Your objective —
Pull out every line of the material below that contains the string "column", keeping only exact case matches.

Dataset excerpt —
####

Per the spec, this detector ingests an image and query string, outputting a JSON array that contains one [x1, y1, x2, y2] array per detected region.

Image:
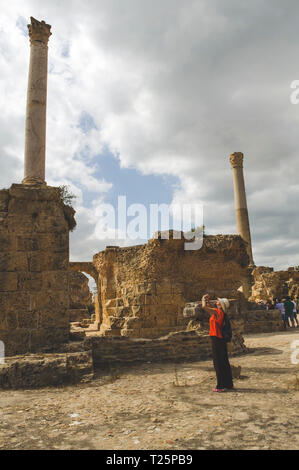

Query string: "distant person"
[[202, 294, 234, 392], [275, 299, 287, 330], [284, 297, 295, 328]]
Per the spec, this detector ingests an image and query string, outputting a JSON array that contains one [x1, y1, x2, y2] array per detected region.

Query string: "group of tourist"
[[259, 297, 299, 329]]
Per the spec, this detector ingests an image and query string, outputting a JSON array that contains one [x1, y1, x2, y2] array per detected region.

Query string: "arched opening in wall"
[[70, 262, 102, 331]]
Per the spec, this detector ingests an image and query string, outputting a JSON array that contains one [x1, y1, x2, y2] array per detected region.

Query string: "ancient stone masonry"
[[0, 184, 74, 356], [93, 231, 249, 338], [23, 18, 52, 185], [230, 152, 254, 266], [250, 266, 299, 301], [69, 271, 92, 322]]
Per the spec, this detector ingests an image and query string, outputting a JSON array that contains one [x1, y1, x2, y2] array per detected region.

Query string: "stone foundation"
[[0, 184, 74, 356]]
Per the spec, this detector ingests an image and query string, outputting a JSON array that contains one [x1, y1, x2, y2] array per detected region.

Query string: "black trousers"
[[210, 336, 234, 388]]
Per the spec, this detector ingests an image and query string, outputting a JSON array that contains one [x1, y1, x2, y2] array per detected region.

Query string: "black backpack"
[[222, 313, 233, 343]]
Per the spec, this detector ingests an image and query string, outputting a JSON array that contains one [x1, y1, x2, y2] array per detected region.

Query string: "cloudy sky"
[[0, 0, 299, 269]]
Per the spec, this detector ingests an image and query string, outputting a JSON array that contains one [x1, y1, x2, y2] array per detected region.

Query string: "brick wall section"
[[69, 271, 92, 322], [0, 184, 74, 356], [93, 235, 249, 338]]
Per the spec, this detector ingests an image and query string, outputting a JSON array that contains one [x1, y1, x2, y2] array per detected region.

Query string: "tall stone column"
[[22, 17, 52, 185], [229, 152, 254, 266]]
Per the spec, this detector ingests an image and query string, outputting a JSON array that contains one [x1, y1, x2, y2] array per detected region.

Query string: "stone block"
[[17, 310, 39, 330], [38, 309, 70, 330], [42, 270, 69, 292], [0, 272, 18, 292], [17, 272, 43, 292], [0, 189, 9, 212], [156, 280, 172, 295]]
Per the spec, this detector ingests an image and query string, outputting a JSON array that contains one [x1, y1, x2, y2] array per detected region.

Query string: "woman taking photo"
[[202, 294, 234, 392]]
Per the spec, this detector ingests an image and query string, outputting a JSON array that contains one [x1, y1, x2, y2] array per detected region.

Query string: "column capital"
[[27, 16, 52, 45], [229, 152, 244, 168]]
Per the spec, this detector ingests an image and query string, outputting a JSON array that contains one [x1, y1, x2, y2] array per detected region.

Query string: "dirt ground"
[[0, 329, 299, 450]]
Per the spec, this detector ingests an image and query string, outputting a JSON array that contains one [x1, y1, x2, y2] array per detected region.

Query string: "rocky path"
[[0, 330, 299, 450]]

####

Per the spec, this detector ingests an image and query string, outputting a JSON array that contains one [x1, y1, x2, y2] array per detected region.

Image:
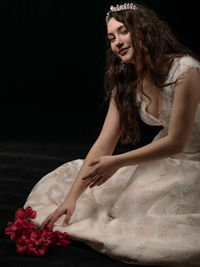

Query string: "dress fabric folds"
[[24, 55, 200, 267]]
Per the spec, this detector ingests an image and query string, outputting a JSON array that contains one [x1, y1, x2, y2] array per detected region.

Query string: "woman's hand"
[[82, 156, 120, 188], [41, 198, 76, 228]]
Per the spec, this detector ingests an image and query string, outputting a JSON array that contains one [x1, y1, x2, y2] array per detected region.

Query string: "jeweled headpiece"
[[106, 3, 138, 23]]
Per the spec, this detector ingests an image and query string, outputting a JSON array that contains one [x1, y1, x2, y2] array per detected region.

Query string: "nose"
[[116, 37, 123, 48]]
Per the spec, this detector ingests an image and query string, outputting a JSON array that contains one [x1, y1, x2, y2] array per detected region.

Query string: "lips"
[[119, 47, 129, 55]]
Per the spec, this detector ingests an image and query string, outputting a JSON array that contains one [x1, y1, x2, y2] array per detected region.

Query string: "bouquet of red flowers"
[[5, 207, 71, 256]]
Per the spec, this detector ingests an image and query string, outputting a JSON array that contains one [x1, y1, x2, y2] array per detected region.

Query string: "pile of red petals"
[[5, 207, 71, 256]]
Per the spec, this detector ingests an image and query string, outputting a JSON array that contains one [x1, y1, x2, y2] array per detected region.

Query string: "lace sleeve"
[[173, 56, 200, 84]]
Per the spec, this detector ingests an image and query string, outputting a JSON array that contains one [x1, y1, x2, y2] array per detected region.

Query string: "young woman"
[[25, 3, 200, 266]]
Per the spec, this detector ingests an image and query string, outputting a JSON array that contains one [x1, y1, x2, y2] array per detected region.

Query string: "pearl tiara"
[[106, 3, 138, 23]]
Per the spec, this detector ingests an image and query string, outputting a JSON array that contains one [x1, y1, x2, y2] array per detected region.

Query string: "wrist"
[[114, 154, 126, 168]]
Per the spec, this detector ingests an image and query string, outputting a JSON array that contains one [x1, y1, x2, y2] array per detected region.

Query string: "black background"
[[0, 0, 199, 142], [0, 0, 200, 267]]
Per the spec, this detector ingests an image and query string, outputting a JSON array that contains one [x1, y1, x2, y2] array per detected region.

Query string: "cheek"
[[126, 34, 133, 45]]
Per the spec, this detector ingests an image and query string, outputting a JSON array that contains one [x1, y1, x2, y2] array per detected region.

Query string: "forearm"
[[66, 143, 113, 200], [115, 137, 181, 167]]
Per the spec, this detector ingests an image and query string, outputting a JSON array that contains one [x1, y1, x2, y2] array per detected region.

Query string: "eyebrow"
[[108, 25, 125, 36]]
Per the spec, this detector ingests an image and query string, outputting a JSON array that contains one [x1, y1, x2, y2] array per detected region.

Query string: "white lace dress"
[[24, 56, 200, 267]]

####

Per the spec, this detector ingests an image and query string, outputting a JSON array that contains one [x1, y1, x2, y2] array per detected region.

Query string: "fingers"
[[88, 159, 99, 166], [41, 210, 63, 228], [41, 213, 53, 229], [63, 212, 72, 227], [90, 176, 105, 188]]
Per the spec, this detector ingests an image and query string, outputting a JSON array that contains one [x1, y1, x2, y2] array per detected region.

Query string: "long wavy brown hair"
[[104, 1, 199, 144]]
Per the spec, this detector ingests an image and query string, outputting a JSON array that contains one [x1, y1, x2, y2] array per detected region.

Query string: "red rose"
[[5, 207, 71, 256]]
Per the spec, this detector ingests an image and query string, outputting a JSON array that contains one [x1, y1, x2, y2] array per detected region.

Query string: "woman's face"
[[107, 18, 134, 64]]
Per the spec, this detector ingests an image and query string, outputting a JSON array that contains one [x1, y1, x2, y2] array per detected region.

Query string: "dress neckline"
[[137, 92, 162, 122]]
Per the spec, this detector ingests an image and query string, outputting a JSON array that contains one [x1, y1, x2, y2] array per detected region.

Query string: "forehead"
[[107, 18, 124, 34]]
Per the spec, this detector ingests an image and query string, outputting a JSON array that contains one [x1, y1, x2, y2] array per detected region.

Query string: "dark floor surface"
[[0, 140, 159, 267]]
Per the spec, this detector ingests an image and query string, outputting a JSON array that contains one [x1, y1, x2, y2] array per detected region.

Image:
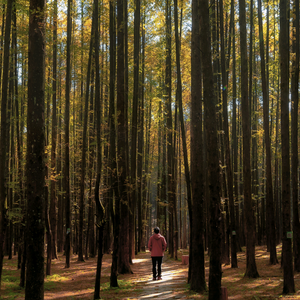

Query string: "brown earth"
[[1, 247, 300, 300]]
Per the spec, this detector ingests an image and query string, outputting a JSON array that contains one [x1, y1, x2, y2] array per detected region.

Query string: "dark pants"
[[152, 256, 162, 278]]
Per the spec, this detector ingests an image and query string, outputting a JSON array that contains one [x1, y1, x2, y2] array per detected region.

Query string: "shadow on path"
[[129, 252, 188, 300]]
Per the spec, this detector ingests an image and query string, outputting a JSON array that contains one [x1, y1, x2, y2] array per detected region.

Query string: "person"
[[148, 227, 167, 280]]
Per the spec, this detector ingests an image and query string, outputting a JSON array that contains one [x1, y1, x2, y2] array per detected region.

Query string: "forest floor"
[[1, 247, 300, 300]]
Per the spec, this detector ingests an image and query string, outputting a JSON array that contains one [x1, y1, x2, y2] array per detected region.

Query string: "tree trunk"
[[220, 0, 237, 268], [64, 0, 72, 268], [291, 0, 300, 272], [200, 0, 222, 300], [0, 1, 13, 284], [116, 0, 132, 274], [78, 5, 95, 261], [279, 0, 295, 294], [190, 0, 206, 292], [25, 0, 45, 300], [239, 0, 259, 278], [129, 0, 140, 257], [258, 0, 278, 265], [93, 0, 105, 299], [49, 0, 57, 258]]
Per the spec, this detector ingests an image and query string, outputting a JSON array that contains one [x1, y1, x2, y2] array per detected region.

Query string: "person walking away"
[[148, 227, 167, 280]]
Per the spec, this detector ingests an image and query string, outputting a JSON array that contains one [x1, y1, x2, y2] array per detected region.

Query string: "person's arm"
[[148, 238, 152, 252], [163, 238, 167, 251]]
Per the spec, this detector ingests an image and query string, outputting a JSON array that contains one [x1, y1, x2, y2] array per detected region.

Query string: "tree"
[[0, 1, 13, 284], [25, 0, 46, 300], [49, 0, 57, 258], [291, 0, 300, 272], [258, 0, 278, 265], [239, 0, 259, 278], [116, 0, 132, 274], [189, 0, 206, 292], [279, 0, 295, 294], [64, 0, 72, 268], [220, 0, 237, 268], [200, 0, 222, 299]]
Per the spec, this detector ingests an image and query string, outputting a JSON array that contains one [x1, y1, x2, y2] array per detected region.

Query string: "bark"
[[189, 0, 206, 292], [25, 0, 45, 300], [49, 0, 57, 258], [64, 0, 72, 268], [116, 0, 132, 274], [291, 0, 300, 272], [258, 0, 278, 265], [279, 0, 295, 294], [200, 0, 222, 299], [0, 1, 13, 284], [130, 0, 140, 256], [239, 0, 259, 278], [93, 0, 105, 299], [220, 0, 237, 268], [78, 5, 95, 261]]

####

The answer —
Query string: "tall stone column"
Query string: "column capital"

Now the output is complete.